WORK TO COMPLETE: Starting at the first line below, copy through to the last line exactly.

PROVIDED DATA:
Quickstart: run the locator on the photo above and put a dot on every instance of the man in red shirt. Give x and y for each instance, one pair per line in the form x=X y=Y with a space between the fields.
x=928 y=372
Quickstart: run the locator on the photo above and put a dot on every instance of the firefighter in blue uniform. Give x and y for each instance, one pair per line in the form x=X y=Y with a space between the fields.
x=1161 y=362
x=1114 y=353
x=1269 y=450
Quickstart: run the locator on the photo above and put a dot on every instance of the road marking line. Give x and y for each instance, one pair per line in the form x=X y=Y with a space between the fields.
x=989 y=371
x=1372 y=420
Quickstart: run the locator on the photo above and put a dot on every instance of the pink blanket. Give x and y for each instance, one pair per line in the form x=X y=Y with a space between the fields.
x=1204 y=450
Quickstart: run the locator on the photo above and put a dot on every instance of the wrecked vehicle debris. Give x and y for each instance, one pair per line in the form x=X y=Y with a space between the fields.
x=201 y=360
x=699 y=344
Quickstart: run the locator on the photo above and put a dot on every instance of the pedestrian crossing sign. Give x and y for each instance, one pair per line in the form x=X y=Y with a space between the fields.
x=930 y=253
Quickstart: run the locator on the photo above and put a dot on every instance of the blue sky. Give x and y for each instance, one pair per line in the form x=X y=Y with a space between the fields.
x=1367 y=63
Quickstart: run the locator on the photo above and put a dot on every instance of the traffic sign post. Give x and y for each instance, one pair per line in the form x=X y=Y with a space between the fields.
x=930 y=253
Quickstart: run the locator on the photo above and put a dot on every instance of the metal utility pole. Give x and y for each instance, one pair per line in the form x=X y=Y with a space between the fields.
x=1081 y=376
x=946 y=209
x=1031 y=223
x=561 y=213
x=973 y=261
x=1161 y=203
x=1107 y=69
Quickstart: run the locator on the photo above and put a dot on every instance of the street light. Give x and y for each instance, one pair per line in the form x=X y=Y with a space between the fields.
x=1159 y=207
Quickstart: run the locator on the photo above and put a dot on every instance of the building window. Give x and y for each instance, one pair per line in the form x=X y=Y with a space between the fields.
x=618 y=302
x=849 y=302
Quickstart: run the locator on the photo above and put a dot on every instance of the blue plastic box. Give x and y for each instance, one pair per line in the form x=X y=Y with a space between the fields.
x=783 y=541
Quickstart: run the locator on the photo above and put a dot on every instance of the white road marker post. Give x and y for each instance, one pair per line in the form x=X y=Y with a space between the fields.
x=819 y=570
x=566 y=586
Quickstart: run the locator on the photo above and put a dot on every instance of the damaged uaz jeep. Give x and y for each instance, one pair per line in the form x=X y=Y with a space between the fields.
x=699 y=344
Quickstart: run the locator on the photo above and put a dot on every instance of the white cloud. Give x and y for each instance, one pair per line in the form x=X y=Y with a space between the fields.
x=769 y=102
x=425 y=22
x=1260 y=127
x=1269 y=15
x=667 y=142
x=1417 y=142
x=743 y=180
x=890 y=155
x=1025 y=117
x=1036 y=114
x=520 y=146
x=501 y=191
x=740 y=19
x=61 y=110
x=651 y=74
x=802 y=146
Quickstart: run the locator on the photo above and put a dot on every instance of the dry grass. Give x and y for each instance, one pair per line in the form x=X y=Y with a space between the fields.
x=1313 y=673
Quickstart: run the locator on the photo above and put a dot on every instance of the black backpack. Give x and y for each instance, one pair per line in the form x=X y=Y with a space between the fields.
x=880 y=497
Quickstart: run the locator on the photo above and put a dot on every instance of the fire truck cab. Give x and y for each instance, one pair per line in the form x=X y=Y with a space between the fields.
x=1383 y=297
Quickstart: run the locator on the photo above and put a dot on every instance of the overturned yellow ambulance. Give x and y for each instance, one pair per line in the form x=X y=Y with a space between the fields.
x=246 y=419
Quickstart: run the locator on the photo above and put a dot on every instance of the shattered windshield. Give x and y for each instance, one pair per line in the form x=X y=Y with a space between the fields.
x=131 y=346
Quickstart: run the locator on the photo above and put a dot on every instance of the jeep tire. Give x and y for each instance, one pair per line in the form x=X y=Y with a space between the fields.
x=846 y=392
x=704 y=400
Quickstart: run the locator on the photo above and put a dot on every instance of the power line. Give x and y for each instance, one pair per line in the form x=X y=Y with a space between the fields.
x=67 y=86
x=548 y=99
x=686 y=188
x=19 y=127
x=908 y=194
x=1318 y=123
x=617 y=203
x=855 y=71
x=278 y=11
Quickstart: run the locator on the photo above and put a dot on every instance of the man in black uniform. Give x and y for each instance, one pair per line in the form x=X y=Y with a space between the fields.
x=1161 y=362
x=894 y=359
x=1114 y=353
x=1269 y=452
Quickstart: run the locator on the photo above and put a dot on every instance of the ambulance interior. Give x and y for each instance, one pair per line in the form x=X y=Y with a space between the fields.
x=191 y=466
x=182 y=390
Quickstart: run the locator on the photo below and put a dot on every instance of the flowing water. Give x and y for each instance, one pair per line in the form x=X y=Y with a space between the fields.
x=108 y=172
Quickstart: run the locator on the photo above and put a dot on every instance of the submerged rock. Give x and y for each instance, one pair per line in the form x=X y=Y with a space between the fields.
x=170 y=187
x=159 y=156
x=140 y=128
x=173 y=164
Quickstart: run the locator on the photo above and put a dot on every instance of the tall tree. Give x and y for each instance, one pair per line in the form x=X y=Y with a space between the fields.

RESPONSE BOX:
Quickstart: run the locator on the photo above and put a dot on every instance of the man in red shirt. Give x and y for each instance, one pair per line in the form x=X y=Y with a space between the fields.
x=928 y=372
Quickstart: run the locator on the photo above and put a dot on every instance of the firefighter in blue uniform. Give x and y for each instance, one pair per line in the form x=X y=Y with a space between the fields.
x=1161 y=362
x=1114 y=353
x=1269 y=450
Quickstart: run the locator on the photo above and put a dot on every instance of the road marking line. Give x and y for each instance, one pair per line in the form x=X y=Y with a space between the fields.
x=989 y=371
x=1372 y=420
Quickstart: run the locator on the photo above and put a dot on every instance of the pink blanket. Give x and y for each instance, one pair per line in the form x=X y=Y with a space between the fields.
x=1204 y=450
Quickstart: run the locator on the photo above and put a dot on every instance of the wrecked vehicle debris. Give x and y for each instance, one pair per line in the form x=X y=Y with a space between the fields.
x=201 y=360
x=699 y=344
Quickstart: run the locator on the photo above and put a dot on every instance of the pedestrian crossing sign. Give x and y for each instance, one pair per line in the form x=X y=Y with a space between the fields.
x=930 y=253
Quickstart: run the locator on the photo above and put a dot on every instance of the blue sky. Give x and y for each instance, one pair per line in the form x=X y=Y with a space between the fields.
x=1367 y=63
Quickstart: run the locator on the photo above and put a dot on every instance of the traffic sign post. Give x and y for each instance, one pair per line in the form x=X y=Y with a space between the fields.
x=930 y=253
Quickstart: run the locator on the photo above and put a dot on every instance of the metal utility pole. Give x and y for each instance, one pair per line in the form x=X y=Y with a space between the fields.
x=1081 y=376
x=946 y=209
x=1031 y=223
x=561 y=213
x=973 y=261
x=1161 y=203
x=1107 y=69
Quickstart: run the locator on the photo above and put a dot on every instance of the street light. Give x and y for each instance, one pair per line in the form x=X y=Y with a space between the fields.
x=1159 y=207
Quickstart: run the locator on the photo above and put a dot on every instance of the building window. Give x and y for each instance, one pair per line in the form x=X y=Y with a space between the fields.
x=618 y=302
x=849 y=302
Quickstart: run the locator on the photo above and put a dot on every instance of the blue plastic box. Give x and y for each instance, one pair per line in the form x=X y=Y with a space between the fields.
x=783 y=541
Quickstart: run the locator on the photo above and put a dot on every instance of the white road marker post. Give x and y for each instance, one pair per line in the form x=X y=Y with a space between the fields.
x=819 y=570
x=566 y=586
Quickstart: run the locator on the photo above and put a dot on every instance of the damaged uaz jeep. Give x and y for each instance, one pair per line in the form x=X y=Y with a space between the fields.
x=699 y=344
Quickstart: run the locator on the photo above and put a dot on every instance of the white cloud. Give x and y for each instance, one pair per line in the form x=X y=Y with a space between the fields.
x=769 y=102
x=425 y=22
x=1260 y=127
x=1269 y=15
x=667 y=142
x=1417 y=142
x=743 y=180
x=890 y=155
x=1025 y=117
x=1036 y=114
x=520 y=146
x=501 y=191
x=740 y=19
x=61 y=110
x=651 y=74
x=802 y=146
Quickstart: run the locator on the photo above and put a dot on every instance of the dry grass. Give x and y for each instance, one pair per line in the form x=X y=Y with a space between the fields.
x=1313 y=673
Quickstart: run the locator on the photo above and put a dot on every instance of the black backpack. Give x and y for each instance, one pair per line in the form x=X y=Y with a space between the fields.
x=880 y=497
Quickstart: run the locator on the photo above and put a dot on every instance of the fire truck cab. Give x and y for each instance, one pair per line in the form x=X y=Y with a space between the fields.
x=1383 y=297
Quickstart: run the locator on the photo above and put a dot on every instance of the overturned yellow ambulance. Give x and y for each instance, one pair per line in the form x=X y=Y with a space between the fields.
x=246 y=419
Quickstart: run the locator on the photo above and put a dot on every instance of the shattered windshield. Give x and y for each instance, one pair per line in the form x=X y=Y with a space between the fields.
x=131 y=346
Quickstart: run the locator on the photo above and put a dot on every instance of the jeep tire. Give x and y for each instance, one pair per line in the form x=X y=Y with a space between the fields.
x=846 y=392
x=704 y=400
Quickstart: run the locator on the photo above and put a dot on every instance of the power line. Give x and y for each instance, one pair per line in the form x=X y=Y with a space between the fields.
x=67 y=86
x=548 y=99
x=686 y=188
x=19 y=127
x=908 y=194
x=1318 y=123
x=617 y=203
x=855 y=71
x=278 y=11
Quickstart: run the locator on the photo above and put a dot on every instance of the man in black uniform. Give x and y for each instance, one pair per line in the form x=X y=Y with a space between the fields.
x=1161 y=362
x=894 y=359
x=1114 y=353
x=1269 y=452
Quickstart: run the locator on the photo above and put a dot on every instance of the ambulance interior. Give x and y for each instance, one pair per line in the form x=X y=Y with a space between the fields.
x=191 y=466
x=182 y=390
Quickstart: run the locator on the photo below and put a dot on every instance of the flowing water. Give x and y for each instance, one pair per line in the form x=X y=Y with a space between the fields.
x=108 y=172
Quickstart: run the locator on the photo above and put a dot on every instance of the submerged rock. Give x and y for each instance, one pair per line in the form x=X y=Y with a space between the fields.
x=170 y=187
x=159 y=156
x=140 y=128
x=173 y=164
Quickstart: run the locator on the photo above and put a dot on every instance of the tall tree. Give x and y for each instance, one pair per line in the form x=X y=Y with a space between the fields.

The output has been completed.